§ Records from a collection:
-- -- --

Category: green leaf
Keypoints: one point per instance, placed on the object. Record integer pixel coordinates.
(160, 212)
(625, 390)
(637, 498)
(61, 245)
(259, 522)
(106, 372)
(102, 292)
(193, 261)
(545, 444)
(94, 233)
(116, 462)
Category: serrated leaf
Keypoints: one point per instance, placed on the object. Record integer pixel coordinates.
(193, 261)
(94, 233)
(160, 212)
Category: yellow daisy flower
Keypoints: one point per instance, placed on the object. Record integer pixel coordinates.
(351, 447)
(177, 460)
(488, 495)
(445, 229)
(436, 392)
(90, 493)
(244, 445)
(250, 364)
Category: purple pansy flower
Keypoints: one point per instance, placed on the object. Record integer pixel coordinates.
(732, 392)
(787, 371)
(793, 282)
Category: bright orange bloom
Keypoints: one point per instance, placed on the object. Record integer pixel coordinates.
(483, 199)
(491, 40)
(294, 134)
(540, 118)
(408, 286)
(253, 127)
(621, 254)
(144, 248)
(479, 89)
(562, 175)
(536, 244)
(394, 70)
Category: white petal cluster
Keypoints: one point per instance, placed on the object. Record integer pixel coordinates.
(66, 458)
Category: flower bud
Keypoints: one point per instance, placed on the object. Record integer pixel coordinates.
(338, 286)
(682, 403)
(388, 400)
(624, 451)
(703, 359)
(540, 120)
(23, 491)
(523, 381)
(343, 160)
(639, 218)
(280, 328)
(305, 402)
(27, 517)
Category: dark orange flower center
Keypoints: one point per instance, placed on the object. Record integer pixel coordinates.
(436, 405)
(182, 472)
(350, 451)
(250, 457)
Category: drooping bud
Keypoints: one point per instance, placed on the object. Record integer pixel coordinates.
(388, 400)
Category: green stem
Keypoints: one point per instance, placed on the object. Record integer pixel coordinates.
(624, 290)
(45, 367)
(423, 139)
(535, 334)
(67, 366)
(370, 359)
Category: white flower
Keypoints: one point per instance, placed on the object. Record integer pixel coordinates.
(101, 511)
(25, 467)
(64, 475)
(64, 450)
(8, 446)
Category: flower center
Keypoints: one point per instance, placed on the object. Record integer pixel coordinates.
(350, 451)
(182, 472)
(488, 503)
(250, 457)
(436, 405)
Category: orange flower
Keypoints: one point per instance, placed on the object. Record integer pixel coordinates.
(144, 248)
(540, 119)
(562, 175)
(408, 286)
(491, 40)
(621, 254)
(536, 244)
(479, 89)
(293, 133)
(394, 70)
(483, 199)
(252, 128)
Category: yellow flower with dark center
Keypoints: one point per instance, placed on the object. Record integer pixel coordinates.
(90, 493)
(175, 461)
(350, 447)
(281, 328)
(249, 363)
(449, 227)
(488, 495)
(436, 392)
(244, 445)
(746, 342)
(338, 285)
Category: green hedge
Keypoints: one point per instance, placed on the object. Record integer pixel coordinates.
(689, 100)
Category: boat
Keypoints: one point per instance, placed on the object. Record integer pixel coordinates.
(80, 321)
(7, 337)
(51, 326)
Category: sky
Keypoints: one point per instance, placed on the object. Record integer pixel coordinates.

-- -- --

§ Problem to work on: Each line in the entries above, starting at the line with "Category: flower bud" and ending at the line with "Category: orange flower", is to be printed exactly, and only those lines.

§ Result below:
Category: flower bud
Keypoints: one point per instance, placed on the object. Record integer pixel coordinates.
(338, 286)
(682, 403)
(388, 400)
(624, 451)
(703, 359)
(540, 120)
(23, 491)
(523, 381)
(343, 160)
(639, 218)
(280, 328)
(305, 402)
(27, 517)
Category: dark orange flower center
Keypoints: one point per instance, placed on the object. Record integer pixel coordinates.
(436, 405)
(182, 472)
(350, 451)
(250, 457)
Category: drooping bud
Keypoints: one point per instance, placed on the object. Record integer pixel coordinates.
(388, 400)
Category: green stem
Keypoints: one point per instance, placed on the object. Record integer pixel coordinates.
(624, 290)
(45, 367)
(423, 139)
(535, 334)
(67, 366)
(370, 359)
Category: white flower
Keypoints: one point per instance, placed on the object. Record integer pixel coordinates.
(101, 511)
(25, 467)
(64, 475)
(64, 450)
(8, 446)
Category: flower center
Keypoints: one point per instance, placed on the object. Record integer pixel coordinates.
(350, 451)
(182, 472)
(488, 503)
(250, 457)
(436, 405)
Category: orange flower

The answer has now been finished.